Reed College organizer Mouse joined Will Hall, along with Jason Renaud of the Mental Health Association, at an Icarus event with 60+ participants in Portland Oregon March 9... Check out Mouse's speech below, and listen to the audio recording of Mouse and Will on the Process Work website or listen/download here in mp3 format.

Hi everyone; thank you all for coming—my name is Mouse, also known as Marty Tillson, and for the moment, I’m a student at Reed College.  This seems to change as often as the weather here in Portland, but I’m human, and I think that every day I’m somebody a little different.

I first discovered the Icarus Project in a friend’s laundry room this past August while hitchhiking through New Paltz, New York.  The publication, Navigating the Space Between Brilliance and Madness, was sitting on the washing machine, and in reading it I realized I had never considered mental health in these terms before.  I didn’t leave that room for a good two hours; it felt like having a conversation with a good friend, but a conversation I had never actually had before since, as I’m sure many of you understand, “mental illness” is a touchy subject for most people. 

Many of you are probably familiar with the mission of the project, but for the benefit of those who are not, it aims to form communities of mad individuals and their allies who want to change the way we think, talk, and act about mental issues.  This dialogue is crucial, but largely absent.  To be told that you’re “sick” because of the way you experience the world around you, because you feel and communicate differently than the majority of people, is incredibly isolating; most people would rather defer to psychiatric authority and keep their problems behind closed doors instead of talking about it with friends and fellow mad cats.  I believe that this is where the conversation should be happening: with others who can say, “This is how my mind works, what about yours?” or “This helped me, what helps you?”  We’re changing every day, so the things that keep each of us stable right now might not help in a week or a year.  Fortunately, there are a lot of different options out there, as you’ll know if you do some research or ask around.

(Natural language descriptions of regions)
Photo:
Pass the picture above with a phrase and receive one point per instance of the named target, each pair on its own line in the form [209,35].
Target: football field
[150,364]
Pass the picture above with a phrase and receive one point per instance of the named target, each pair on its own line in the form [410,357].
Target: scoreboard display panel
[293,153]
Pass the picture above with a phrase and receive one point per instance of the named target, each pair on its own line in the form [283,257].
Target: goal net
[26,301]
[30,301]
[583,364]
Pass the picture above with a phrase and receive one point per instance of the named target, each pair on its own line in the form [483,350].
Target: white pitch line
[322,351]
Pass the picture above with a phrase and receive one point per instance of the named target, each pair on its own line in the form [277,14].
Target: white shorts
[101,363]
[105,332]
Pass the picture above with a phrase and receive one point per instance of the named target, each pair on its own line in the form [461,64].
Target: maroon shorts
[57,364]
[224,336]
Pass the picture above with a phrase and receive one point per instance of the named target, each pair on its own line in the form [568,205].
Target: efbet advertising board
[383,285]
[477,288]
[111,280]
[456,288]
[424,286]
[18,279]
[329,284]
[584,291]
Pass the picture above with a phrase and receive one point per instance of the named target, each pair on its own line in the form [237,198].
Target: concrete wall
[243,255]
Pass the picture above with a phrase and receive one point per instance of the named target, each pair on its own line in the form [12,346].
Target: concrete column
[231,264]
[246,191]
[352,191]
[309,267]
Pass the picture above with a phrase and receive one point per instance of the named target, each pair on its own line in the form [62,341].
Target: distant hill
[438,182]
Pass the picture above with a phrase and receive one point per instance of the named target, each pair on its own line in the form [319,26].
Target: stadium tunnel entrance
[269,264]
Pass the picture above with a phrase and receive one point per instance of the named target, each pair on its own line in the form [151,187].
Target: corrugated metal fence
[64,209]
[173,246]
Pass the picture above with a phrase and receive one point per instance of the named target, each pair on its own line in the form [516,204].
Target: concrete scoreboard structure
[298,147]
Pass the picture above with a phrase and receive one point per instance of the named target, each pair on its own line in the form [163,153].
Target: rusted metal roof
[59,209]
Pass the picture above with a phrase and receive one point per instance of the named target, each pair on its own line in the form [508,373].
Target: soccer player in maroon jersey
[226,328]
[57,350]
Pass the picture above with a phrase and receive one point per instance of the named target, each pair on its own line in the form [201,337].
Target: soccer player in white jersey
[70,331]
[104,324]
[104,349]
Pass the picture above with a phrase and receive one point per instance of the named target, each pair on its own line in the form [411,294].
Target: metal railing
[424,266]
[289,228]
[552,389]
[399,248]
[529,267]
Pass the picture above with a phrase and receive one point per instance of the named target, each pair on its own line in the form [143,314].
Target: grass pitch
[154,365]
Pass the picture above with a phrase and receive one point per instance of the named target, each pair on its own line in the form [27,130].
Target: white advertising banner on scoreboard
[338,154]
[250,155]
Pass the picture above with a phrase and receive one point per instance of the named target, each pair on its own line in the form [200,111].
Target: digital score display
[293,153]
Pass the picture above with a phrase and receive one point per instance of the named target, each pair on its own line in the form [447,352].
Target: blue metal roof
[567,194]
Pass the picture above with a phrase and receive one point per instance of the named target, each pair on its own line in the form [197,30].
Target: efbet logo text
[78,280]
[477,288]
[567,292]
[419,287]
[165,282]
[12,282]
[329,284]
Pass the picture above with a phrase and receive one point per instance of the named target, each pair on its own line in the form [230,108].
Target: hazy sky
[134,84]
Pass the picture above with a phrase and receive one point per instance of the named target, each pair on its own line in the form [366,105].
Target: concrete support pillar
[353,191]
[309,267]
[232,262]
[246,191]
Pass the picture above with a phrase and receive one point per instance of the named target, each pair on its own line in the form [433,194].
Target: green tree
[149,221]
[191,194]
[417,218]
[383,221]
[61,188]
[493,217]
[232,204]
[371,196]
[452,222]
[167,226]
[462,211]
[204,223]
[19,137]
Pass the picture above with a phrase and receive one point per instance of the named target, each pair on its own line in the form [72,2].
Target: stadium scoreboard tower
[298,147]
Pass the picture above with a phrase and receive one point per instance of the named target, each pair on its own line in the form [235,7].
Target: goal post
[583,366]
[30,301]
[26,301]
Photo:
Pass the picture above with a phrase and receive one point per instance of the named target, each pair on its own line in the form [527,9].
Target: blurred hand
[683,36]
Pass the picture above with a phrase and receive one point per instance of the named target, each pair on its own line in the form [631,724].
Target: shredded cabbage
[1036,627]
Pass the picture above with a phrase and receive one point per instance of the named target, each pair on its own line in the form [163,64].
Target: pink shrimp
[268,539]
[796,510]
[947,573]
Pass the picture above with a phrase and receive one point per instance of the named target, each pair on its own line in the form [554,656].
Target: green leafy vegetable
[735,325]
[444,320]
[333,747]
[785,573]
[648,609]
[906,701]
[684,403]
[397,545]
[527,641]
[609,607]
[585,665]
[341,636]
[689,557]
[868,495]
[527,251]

* * *

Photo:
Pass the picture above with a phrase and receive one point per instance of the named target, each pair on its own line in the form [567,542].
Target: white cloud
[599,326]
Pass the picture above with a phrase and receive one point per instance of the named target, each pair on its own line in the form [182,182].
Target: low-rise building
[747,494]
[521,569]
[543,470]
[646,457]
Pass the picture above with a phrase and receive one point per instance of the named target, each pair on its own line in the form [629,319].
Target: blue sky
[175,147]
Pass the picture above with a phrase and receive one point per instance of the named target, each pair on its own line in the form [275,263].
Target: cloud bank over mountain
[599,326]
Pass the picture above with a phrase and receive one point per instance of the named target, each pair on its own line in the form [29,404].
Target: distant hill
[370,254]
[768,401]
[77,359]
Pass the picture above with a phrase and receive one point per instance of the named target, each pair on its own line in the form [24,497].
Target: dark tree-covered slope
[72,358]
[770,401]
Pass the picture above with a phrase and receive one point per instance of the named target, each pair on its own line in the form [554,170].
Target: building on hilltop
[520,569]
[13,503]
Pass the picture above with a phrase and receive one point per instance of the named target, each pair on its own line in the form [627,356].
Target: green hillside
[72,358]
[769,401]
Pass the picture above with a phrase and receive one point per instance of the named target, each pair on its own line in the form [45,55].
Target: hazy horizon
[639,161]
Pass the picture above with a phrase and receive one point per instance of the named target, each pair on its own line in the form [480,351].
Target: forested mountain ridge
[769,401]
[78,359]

Assignment 1 ▸ In the Icarus Project speech, where was the publication lying when Mouse first came across it?
Assignment 2 ▸ Quote the Icarus Project speech from "I first discovered" to "for most people.".
Assignment 3 ▸ Continue the Icarus Project speech from where it stops.

Response area 1 ▸ On a washing machine in a friend's laundry room in New Paltz, New York.

Response area 2 ▸
I first discovered the Icarus Project in a friend’s laundry room this past August while hitchhiking through New Paltz, New York.  The publication, Navigating the Space Between Brilliance and Madness, was sitting on the washing machine, and in reading it I realized I had never considered mental health in these terms before.  I didn’t leave that room for a good two hours; it felt like having a conversation with a good friend, but a conversation I had never actually had before since, as I’m sure many of you understand, “mental illness” is a touchy subject for most people.

Response area 3 ▸
Back in October, when I first thought of forming an Icarus group at Reed College, the director of the counseling center told me that it had been twenty years since the campus had seen a peer-run discussion and support group for mental health.  This shocked the hell out of me.  Here we are, a small, liberal community with a stressful environment and a fairly high prevalence of mental eccentricities, but for twenty years no one thought it might be beneficial for us to talk to one another about it.  College can be rough, but we’re all in it together, at roughly the same point in our lives, of the same generation, and experiencing many of the same difficulties with academic life and a changing culture.  Still, it’s easy to feel alone, isolated and different, afraid of being judged.

So what do we do?  We meet every Sunday in a safe space on campus discuss our experiences.  We try to come up with accurate ways of describing how we are different, instead of relying on blanket definitions like “bipolar,” “clinically depressed,” “psychotic,” and so on.  We look critically at how madness is portrayed by the media and medical establishments, and how it is perceived by others.  We make friends and form a community of people who understand and care honestly about each other’s well-being. 

To me, madness is not an illness—it’s a dangerous space to navigate, but the gift of thinking differently in today’s culture is invaluable.  What I’m trying to say is that I wouldn’t trade my superpowers for anything in the world.  Still, it takes a lot to get to a point of having pride in your differences, particularly when you have to be constantly mindful of the pitfalls and problems and stigmas that come along with them.  It’s an ongoing struggle for all of us, whether we identify personally or are just working to overcome our own prejudices on the matter, but we need to keep this dialogue alive.